→ **Exercise 1**
Reproduce the mask rows below character for character, keeping every box, click list and SVG path intact.

Source passage: Begin

HP OpenVMS Systems Documentation

Content starts here

OpenVMS MACRO-32 Porting and User's Guide


Previous Contents Index

2.5.4 Preserve Argument for Entry Point Register Declaration

The preserve argument indicates those registers that should be preserved over the routine call. This should include only those registers that are modified and whose full 64-bit contents should be saved and restored.

The preserve argument causes registers to be preserved whether or not they would have been preserved automatically by the compiler's processing of a .CALL_ENTRY or .JSB_ENTRY directive. This is also the only way in a .JSB32_ENTRY routine to save and restore the full 64 bits of a register. Note that because R0 and R1 are scratch registers, by calling standard definition, the compiler never saves and restores them in any routine unless you specify them in the preserve argument at the routine's entry point.

This argument overrides the output and scratch arguments. If you specify a register both in the preserve argument and in the output or scratch arguments, the compiler will preserve the register but will report the following warning:


%AMAC-W-REGDECCON, register declaration conflict in routine A

The preserve argument has no effect on the compiler's temporary register usage.

Source passage: End

→ **Exercise 2**
Extend the passage above on the MACRO-32 preserve argument, picking up right after its final sentence.

Given data: Begin

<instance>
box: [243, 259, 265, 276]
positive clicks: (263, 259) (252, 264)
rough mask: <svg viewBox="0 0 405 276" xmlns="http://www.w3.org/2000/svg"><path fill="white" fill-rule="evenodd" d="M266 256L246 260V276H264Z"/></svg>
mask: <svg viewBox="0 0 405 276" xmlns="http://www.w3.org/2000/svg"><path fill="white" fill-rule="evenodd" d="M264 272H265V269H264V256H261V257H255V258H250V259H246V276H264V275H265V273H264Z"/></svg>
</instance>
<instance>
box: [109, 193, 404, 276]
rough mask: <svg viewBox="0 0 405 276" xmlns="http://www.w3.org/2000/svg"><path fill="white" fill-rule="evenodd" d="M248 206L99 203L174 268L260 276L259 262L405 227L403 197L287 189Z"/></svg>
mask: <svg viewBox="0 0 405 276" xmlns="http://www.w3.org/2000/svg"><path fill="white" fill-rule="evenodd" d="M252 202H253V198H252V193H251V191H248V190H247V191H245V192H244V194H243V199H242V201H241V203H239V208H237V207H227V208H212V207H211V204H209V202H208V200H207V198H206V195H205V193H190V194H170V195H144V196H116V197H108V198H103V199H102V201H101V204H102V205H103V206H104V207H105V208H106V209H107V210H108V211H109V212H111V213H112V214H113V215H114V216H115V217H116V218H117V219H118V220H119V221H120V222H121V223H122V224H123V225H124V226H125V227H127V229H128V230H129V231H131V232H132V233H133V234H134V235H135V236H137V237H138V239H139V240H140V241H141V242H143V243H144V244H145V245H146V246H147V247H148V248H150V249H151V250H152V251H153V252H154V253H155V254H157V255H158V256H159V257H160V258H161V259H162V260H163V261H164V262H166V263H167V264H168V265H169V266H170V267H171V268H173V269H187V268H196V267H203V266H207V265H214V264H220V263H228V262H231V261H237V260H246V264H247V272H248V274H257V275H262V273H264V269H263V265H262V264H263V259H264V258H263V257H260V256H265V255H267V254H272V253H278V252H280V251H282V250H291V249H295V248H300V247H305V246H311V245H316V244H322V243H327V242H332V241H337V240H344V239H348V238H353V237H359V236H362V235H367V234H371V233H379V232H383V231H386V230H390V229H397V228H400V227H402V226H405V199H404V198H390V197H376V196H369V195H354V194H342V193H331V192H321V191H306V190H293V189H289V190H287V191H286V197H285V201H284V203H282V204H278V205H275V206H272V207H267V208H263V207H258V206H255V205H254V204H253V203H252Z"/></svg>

Given data: End

→ **Expected output 1**
<instance>
box: [243, 259, 265, 276]
positive clicks: (263, 259) (252, 264)
rough mask: <svg viewBox="0 0 405 276" xmlns="http://www.w3.org/2000/svg"><path fill="white" fill-rule="evenodd" d="M266 256L246 260V276H264Z"/></svg>
mask: <svg viewBox="0 0 405 276" xmlns="http://www.w3.org/2000/svg"><path fill="white" fill-rule="evenodd" d="M264 272H265V269H264V256H261V257H255V258H250V259H246V276H264V275H265V273H264Z"/></svg>
</instance>
<instance>
box: [109, 193, 404, 276]
rough mask: <svg viewBox="0 0 405 276" xmlns="http://www.w3.org/2000/svg"><path fill="white" fill-rule="evenodd" d="M248 206L99 203L174 268L260 276L259 262L405 227L403 197L287 189Z"/></svg>
mask: <svg viewBox="0 0 405 276" xmlns="http://www.w3.org/2000/svg"><path fill="white" fill-rule="evenodd" d="M252 202H253V198H252V193H251V191H248V190H247V191H245V192H244V194H243V199H242V201H241V203H239V208H237V207H227V208H212V207H211V204H209V202H208V200H207V198H206V195H205V193H190V194H170V195H144V196H116V197H108V198H103V199H102V201H101V204H102V205H103V206H104V207H105V208H106V209H107V210H108V211H109V212H111V213H112V214H113V215H114V216H115V217H116V218H117V219H118V220H119V221H120V222H121V223H122V224H123V225H124V226H125V227H127V229H128V230H129V231H131V232H132V233H133V234H134V235H135V236H137V237H138V239H139V240H140V241H141V242H143V243H144V244H145V245H146V246H147V247H148V248H150V249H151V250H152V251H153V252H154V253H155V254H157V255H158V256H159V257H160V258H161V259H162V260H163V261H164V262H166V263H167V264H168V265H169V266H170V267H171V268H173V269H187V268H196V267H203V266H207V265H214V264H220V263H228V262H231V261H237V260H246V264H247V272H248V274H257V275H262V273H264V269H263V265H262V264H263V259H264V258H263V257H260V256H265V255H267V254H272V253H278V252H280V251H282V250H291V249H295V248H300V247H305V246H311V245H316V244H322V243H327V242H332V241H337V240H344V239H348V238H353V237H359V236H362V235H367V234H371V233H379V232H383V231H386V230H390V229H397V228H400V227H402V226H405V199H404V198H390V197H376V196H369V195H354V194H342V193H331V192H321V191H306V190H293V189H289V190H287V191H286V197H285V201H284V203H282V204H278V205H275V206H272V207H267V208H263V207H258V206H255V205H254V204H253V203H252Z"/></svg>

→ **Expected output 2**
2.5.5 Help for Specifying Register Sets

When you invoke the compiler, specifying /FLAG=HINTS on the command line, the compiler generates messages that can assist you in constructing the register sets for routine entry points. Among the hints the compiler provides are the following:

  • Registers that might be used as input to the routine, which may not have been your intention. If a register is read before being written, it will be included in this set.
  • Registers that might be used for output values. If a register is written but not subsequently read, the compiler will include it in the list of possible output values. Again, this may not have been your intention.
  • Registers the compiler saves and restores that are not listed in the entry point's preserve argument.

It is recommended that the .CALL_ENTRY, .JSB_ENTRY, and .JSB32_ENTRY register arguments reflect the routine interface, as described in the routine's text header. Wherever possible, you should declare input, output, scratch, and preserve register arguments for all routines. You only need to provide the argument when there are registers to be declared (for instance, input=<> is not necessary).

2.6 Branching Between Local Routines

The compiler allows a branch from the body of one routine into the body of another routine in the same module and psect. However, because this may result in additional overhead in both routines, the compiler reports an information-level message.

Note

The compiler does not recognize a call to $EXIT as terminating a routine. Add an extra RET or RSB, whichever is applicable, after $EXIT to terminate the routine.

If a CALL routine branches into a code path that executes an RSB, an error message is reported. Such a CALL routine, if not corrected, will fail at run time.

If a JSB routine branches into a code path that executes a RET instruction, and the JSB routine preserves any registers, an informational message is issued. This construct will work at run time, but the registers saved by the JSB routine will not be restored.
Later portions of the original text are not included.